• **PROBLEM**: Please rewrite the items from the line holding "[locate] row of" through the end of the items, inclusive, with "trees" changed to "bushes" and everything else kept the same. Omit the pictures from your answer.

(Collected data entries)
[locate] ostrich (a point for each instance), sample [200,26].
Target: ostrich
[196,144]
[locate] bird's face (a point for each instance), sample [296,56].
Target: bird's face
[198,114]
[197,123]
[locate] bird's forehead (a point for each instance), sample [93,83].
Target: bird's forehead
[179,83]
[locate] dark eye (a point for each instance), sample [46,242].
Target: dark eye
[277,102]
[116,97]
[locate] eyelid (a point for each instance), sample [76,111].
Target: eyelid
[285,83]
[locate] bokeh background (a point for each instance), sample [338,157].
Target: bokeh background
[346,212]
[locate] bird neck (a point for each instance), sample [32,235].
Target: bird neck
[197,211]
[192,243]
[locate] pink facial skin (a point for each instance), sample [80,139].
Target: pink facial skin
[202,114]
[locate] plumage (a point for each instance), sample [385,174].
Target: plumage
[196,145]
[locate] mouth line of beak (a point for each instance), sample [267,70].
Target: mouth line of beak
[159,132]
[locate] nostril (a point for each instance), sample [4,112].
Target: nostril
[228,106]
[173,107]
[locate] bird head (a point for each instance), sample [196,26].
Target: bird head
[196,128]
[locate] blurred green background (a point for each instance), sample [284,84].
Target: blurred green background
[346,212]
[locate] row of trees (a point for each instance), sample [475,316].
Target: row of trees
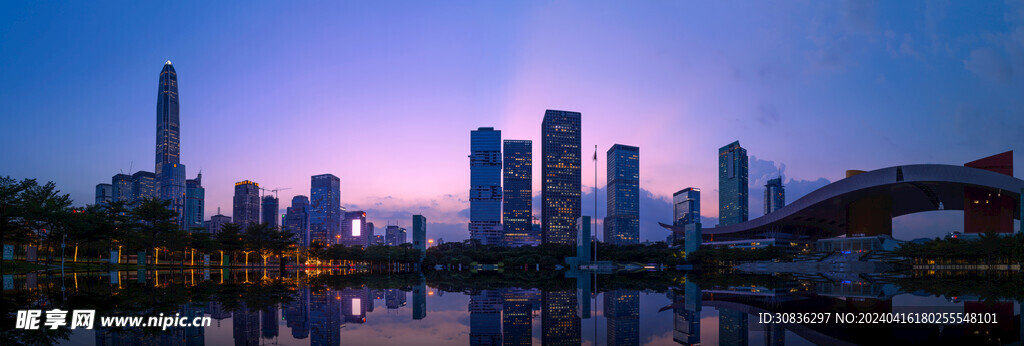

• **RESPONSE TO THIS TASK**:
[locate] row of bushes (a point for each instance), sample [475,316].
Target: row of bushes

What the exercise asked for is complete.